Take each line below that has "green" and copy it.

* **Stored records**
=== Section Start ===
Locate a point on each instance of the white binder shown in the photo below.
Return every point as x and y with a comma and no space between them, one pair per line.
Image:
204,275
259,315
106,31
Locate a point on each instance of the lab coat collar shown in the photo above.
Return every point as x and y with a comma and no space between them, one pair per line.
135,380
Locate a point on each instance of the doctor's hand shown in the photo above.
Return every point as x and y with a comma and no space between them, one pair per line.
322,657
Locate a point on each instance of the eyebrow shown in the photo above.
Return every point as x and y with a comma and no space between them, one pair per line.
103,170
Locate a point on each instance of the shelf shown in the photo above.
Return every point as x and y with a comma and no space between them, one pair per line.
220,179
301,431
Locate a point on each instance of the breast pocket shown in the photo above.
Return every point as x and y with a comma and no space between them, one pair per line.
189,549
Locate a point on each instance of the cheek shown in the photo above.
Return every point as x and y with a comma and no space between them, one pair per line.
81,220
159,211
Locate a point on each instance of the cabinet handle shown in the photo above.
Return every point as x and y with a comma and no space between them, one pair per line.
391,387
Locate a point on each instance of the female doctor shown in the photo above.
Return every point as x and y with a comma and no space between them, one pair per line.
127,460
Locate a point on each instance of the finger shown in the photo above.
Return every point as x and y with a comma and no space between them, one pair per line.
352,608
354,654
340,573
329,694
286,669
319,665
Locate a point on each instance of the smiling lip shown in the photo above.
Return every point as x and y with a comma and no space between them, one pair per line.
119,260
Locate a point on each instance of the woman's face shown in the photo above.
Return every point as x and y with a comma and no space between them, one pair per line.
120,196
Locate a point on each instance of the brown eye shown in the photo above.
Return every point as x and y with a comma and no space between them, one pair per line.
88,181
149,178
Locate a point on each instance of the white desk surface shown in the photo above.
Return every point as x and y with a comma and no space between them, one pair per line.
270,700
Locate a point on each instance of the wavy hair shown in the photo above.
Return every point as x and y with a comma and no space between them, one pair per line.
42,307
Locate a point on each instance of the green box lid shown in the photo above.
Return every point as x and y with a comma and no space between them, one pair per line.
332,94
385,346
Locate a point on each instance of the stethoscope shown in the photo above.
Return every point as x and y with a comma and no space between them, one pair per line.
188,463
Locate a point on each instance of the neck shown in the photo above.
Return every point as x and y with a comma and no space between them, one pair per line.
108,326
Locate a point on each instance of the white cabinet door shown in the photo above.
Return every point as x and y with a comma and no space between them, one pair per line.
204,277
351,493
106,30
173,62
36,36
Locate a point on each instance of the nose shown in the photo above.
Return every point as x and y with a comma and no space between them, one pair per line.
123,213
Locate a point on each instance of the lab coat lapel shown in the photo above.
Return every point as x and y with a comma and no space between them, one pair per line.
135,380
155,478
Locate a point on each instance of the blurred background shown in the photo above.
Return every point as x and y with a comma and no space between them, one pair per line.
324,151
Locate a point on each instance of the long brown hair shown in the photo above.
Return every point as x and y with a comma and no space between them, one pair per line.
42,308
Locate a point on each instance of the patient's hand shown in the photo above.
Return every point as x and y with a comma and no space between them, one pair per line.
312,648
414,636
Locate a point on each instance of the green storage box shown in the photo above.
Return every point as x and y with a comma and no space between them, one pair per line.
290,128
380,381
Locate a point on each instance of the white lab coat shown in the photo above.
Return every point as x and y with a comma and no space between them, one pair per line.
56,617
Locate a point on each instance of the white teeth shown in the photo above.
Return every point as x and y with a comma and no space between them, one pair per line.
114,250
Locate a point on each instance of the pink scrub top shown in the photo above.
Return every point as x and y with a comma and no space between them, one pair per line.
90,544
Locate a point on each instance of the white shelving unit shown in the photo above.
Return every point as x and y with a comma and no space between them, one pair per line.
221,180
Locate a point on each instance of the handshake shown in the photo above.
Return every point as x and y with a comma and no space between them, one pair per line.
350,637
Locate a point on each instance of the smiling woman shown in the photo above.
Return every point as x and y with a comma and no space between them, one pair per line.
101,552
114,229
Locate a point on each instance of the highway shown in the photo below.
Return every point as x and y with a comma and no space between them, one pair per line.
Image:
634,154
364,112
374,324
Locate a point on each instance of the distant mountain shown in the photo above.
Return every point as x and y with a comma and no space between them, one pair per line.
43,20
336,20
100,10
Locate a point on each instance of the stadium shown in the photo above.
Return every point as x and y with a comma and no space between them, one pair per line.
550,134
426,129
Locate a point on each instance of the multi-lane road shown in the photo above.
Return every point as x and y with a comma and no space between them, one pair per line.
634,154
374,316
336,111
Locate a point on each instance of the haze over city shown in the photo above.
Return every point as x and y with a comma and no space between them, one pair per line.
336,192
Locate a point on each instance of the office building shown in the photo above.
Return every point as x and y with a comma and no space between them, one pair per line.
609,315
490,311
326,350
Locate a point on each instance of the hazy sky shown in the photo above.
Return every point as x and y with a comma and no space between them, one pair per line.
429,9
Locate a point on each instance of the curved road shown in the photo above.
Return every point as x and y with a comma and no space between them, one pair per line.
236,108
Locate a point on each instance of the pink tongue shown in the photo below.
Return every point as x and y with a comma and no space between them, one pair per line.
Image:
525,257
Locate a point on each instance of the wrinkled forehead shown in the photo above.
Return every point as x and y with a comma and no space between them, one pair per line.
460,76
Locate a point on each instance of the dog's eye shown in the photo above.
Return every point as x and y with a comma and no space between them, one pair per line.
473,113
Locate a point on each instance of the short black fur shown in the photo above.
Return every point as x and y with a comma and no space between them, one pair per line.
=== Section End ===
* **RESPONSE AREA**
Locate a point on each instance of the green box lid shown in the photo above.
Locate a point on each instance of the green storage box shown in the photo above.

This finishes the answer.